── Supplied information ──
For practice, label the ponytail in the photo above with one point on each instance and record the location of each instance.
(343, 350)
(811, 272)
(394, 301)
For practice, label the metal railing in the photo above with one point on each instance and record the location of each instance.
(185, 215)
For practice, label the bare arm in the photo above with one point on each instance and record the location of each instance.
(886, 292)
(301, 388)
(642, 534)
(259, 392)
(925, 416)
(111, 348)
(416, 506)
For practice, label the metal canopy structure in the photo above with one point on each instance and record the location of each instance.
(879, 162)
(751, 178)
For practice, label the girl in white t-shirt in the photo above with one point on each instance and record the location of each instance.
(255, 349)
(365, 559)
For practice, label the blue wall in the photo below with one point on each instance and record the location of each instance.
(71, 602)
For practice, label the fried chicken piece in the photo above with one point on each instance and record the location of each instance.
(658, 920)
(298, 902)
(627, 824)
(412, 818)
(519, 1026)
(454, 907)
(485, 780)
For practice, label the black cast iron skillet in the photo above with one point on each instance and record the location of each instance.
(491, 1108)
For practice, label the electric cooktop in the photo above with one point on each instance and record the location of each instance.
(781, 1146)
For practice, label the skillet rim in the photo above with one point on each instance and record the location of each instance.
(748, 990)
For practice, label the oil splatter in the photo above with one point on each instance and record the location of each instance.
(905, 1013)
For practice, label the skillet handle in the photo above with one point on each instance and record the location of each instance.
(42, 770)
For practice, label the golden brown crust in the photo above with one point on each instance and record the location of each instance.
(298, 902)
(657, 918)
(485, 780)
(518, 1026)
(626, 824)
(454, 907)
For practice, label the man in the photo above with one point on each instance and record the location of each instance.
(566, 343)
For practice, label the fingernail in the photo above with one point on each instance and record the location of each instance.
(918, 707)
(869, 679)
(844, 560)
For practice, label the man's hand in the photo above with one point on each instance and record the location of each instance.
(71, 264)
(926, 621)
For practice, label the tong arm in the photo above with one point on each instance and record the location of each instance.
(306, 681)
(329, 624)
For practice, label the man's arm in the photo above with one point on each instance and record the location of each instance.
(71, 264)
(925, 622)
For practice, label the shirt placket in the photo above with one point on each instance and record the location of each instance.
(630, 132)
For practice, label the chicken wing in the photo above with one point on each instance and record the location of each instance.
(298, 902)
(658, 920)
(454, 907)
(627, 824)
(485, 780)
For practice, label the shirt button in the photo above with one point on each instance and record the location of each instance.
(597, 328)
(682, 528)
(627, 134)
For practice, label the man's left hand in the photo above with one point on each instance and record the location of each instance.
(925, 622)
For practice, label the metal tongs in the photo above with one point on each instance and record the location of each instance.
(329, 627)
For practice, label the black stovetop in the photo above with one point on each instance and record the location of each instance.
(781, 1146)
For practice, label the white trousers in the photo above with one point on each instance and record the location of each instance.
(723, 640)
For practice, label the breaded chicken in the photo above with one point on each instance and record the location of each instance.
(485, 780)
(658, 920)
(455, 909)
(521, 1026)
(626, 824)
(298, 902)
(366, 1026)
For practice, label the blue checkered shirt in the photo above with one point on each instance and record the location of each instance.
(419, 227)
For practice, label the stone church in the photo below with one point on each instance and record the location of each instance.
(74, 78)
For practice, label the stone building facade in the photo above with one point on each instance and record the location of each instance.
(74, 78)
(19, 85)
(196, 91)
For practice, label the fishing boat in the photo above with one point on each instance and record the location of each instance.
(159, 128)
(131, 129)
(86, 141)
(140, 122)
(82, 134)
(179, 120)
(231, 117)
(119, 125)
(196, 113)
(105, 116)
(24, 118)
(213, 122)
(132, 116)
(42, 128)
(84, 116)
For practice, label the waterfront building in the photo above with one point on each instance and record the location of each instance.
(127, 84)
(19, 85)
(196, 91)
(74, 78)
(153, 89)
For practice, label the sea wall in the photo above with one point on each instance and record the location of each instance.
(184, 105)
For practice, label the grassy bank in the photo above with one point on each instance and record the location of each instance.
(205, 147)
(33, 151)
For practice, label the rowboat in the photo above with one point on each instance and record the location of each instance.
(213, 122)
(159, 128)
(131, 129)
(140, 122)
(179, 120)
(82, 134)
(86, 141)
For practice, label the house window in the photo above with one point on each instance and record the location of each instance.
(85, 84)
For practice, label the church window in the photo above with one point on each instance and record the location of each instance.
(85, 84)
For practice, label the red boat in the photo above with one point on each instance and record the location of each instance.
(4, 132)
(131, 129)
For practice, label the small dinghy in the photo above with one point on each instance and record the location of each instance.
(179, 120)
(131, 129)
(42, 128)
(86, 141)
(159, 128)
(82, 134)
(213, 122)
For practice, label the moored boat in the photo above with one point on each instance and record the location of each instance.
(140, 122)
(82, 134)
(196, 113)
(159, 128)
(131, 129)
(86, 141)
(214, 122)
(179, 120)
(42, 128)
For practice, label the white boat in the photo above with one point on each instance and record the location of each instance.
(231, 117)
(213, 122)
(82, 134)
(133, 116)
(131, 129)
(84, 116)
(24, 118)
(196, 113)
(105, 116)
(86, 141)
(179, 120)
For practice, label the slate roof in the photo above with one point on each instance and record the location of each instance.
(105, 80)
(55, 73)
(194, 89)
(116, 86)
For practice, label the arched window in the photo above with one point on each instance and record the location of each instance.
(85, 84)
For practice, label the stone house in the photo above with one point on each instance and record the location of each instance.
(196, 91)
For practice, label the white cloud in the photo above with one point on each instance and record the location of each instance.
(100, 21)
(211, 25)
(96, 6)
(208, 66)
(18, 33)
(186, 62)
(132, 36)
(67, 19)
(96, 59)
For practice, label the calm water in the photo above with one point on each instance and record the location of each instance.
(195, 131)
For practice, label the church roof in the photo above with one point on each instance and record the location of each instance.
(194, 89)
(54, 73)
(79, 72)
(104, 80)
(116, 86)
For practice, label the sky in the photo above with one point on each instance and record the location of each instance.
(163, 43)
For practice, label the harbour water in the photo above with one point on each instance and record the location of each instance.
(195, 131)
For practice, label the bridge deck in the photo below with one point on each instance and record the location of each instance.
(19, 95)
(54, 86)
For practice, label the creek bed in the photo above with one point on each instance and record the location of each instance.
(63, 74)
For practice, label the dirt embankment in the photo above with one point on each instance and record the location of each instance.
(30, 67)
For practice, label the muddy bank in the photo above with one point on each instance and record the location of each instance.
───
_Try it_: Your task is to repeat the data exactly; please include every line.

_Response to this exercise_:
For practice, label the ponytail in the photo above with one point on each instance and record the location of each instance.
(343, 350)
(811, 272)
(394, 301)
For practice, label the metal railing in the photo above with one point on each instance and record the location of each instance.
(185, 215)
For practice, label the bare arm in the photo above with one point on each instance and record the location of each instance.
(886, 292)
(301, 388)
(642, 534)
(259, 392)
(925, 416)
(111, 348)
(416, 506)
For practice, label the metal canopy structure in the photo above with one point on each instance and record the location of each instance.
(879, 162)
(751, 178)
For practice, label the girl in white t-shirt in the photo above with one point on each instance and record the location of each instance.
(255, 349)
(365, 559)
For practice, label the blue wall in the photo below with one point on each instance and record the location of each instance.
(71, 602)
For practice, label the fried chicken piece in the photo above with one point on each instance and record the location of each instance.
(658, 920)
(298, 902)
(627, 824)
(412, 818)
(519, 1026)
(454, 907)
(485, 780)
For practice, label the black cast iron skillet in the photo above with one point on each instance and record the location of each instance.
(491, 1108)
For practice, label the electric cooktop in the photo above with one point on each instance and record the location of each instance.
(781, 1146)
For practice, label the skillet rim in the photo above with one point on each instance and record the location of each instance.
(748, 990)
For practice, label the oil splatter in the photo above with one point on each instance and record the location of each instance.
(905, 1013)
For practice, label the skillet handle in the photo above with one point on each instance and record the location of each instance.
(42, 770)
For practice, label the golden brown crust in the photo above with one point on each instance and record the location of each instance.
(298, 902)
(657, 918)
(485, 780)
(518, 1026)
(626, 824)
(454, 907)
For practice, label the man in the photo above with one point on each instance and record the location of each instance.
(566, 343)
For practice, label the fingernail in the photo above with one point on each instance and record the location of each instance.
(918, 707)
(869, 679)
(844, 560)
For practice, label the man's hand in the photo above with one point on each instance and record the location of each instance.
(71, 264)
(926, 621)
For practice, label the tong arm in the photo above with one point on each instance and record the location of each instance.
(306, 681)
(329, 624)
For practice, label the man's arm in the photo above with one point on each instance and record the location of each instance.
(71, 264)
(925, 622)
For practice, label the shirt placket in the photo above with one point on each instance and record the location of each instance.
(630, 132)
For practice, label the chicken wing in the photo above with one point on each instance and record the location of each instance.
(298, 902)
(658, 920)
(454, 907)
(627, 824)
(485, 780)
For practice, label the shirt button in the photo above with one point on each instance and record the location of each instance.
(597, 328)
(682, 528)
(627, 134)
For practice, label the man's left hand in the photo above with one point on each instance and record the location of each instance.
(925, 622)
For practice, label the metal tongs in the photo above with one point on each instance and record the location of each instance.
(329, 627)
For practice, label the black stovetop in the photo above with one point on each instance and record the location of each instance.
(781, 1146)
For practice, label the white trousers in the photo above with one point on each instance and record the location of each instance.
(723, 640)
For practice, label the breaded chicken in the photo above with one point on each instance and record the location of each instance.
(485, 780)
(658, 920)
(455, 909)
(521, 1026)
(626, 824)
(298, 902)
(366, 1026)
For practice, label the blue checkered shirt in the photo above with one point on each instance and record the location of each instance.
(419, 227)
For practice, label the stone church in the photo below with one point on each instance and record the location of each instance.
(74, 78)
For practice, label the stone building facade in the photo above with one point on each instance and record the location of each instance.
(74, 78)
(19, 85)
(196, 91)
For practice, label the fishing boat in the photo above with one point on each instance and record the location of each instance.
(159, 128)
(131, 129)
(86, 141)
(140, 122)
(82, 134)
(179, 120)
(231, 117)
(119, 125)
(196, 113)
(105, 116)
(24, 118)
(213, 122)
(132, 116)
(42, 128)
(84, 116)
For practice, label the waterfront building in the photo above with one point on each instance and record the location of each instance.
(127, 84)
(19, 85)
(196, 91)
(74, 78)
(153, 89)
For practice, label the sea wall in the photo above with one point on each instance and record the location of each instance.
(184, 105)
For practice, label the grassy bank in the photo above with one point on each instance and record the location of each instance.
(205, 147)
(33, 151)
For practice, label the rowboat in the photo above with one point on each instance and record the location of each instance.
(213, 122)
(159, 128)
(131, 129)
(140, 122)
(179, 120)
(82, 134)
(86, 141)
For practice, label the house window in the photo above with one point on each instance and record the location of each instance.
(85, 84)
For practice, label the church window in the photo above with one point on each instance and record the location of each instance.
(85, 84)
For practice, label the red boat in the photo above with one point on each instance and record the location of each instance.
(4, 132)
(131, 129)
For practice, label the small dinghy in the photo above with one point on each instance and record the location of each instance.
(179, 120)
(131, 129)
(42, 128)
(86, 141)
(159, 128)
(82, 134)
(213, 122)
For practice, label the moored boat in the photo above with one point on each instance and record the location of each instance.
(140, 122)
(82, 134)
(196, 113)
(159, 128)
(131, 129)
(86, 141)
(214, 122)
(179, 120)
(42, 128)
For practice, label the white boat in the photo above with one point on each instance and record the location of each instance.
(231, 117)
(213, 122)
(82, 134)
(133, 116)
(131, 129)
(84, 116)
(24, 118)
(196, 113)
(105, 116)
(86, 141)
(179, 120)
For practice, label the slate roof in the photo above with one point on each instance and record the location of each instance.
(105, 80)
(55, 73)
(194, 89)
(116, 86)
For practice, label the arched window in the photo above with one point on each instance and record the location of each instance.
(85, 84)
For practice, label the stone house in the photo above with one point on each instance and record the location of each instance.
(196, 91)
For practice, label the white cloud in the photo above with one point on each instance and record the location of each instance.
(100, 21)
(211, 25)
(96, 6)
(208, 66)
(18, 33)
(186, 62)
(132, 36)
(67, 19)
(96, 59)
For practice, label the calm water in the photo above with one point on each instance and record the location of each instance.
(195, 131)
For practice, label the church roof in the photo above with one point on each instance and record the location of each instance.
(194, 89)
(54, 73)
(79, 72)
(104, 80)
(116, 86)
For practice, label the sky in the photo above with one point on each instance and record the location of each instance.
(163, 43)
For practice, label the harbour water in the photo above with one point on each instance and record the location of each instance.
(195, 131)
For practice, label the bridge deck in the photo below with one point on each instance and record the location of each instance.
(19, 95)
(54, 86)
For practice, label the creek bed in the photo above with one point on each instance and record the location of each instance.
(63, 74)
For practice, label the dirt embankment in the photo above with one point on each instance and record the location of each instance.
(30, 67)
For practice, label the muddy bank in the photo above with one point on each instance and record the location of each instance.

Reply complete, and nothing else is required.